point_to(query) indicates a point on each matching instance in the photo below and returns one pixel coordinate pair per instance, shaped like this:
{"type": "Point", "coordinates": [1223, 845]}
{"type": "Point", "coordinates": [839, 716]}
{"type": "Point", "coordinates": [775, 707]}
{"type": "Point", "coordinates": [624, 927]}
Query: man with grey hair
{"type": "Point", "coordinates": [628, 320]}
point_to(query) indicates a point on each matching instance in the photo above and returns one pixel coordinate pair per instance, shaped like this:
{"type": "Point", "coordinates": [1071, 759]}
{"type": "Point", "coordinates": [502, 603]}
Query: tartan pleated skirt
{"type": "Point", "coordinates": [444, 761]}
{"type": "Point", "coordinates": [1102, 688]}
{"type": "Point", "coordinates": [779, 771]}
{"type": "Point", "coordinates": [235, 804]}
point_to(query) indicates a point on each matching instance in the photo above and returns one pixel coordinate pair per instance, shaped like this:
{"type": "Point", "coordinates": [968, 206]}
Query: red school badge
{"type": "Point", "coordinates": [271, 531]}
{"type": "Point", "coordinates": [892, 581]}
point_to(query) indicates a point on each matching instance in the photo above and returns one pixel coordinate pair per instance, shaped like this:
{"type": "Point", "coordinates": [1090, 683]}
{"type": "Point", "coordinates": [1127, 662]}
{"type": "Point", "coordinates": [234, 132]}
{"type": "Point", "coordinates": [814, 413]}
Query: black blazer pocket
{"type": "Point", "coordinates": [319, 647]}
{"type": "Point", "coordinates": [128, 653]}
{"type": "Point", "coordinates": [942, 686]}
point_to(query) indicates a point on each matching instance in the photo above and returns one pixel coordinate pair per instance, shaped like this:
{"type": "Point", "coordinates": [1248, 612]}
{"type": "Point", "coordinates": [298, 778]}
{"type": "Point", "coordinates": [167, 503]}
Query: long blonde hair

• THE PROBLEM
State how many lines in the entries above contain the string "hair", counting only exact matches of upper and lower case. Give only the number.

• WORKED SOLUTION
2